DATA PROVIDED:
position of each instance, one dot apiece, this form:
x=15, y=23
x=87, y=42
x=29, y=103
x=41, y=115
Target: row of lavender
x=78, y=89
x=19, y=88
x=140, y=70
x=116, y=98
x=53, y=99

WORK TO DO: Substitute "mark" for "dot" throughout the lines above and reproduce them with everything else unchanged.

ANSWER TO THE TASK:
position of each instance, one mark apiece, this form:
x=15, y=23
x=87, y=42
x=29, y=103
x=41, y=115
Target: row of lavender
x=78, y=89
x=19, y=88
x=140, y=70
x=116, y=98
x=53, y=99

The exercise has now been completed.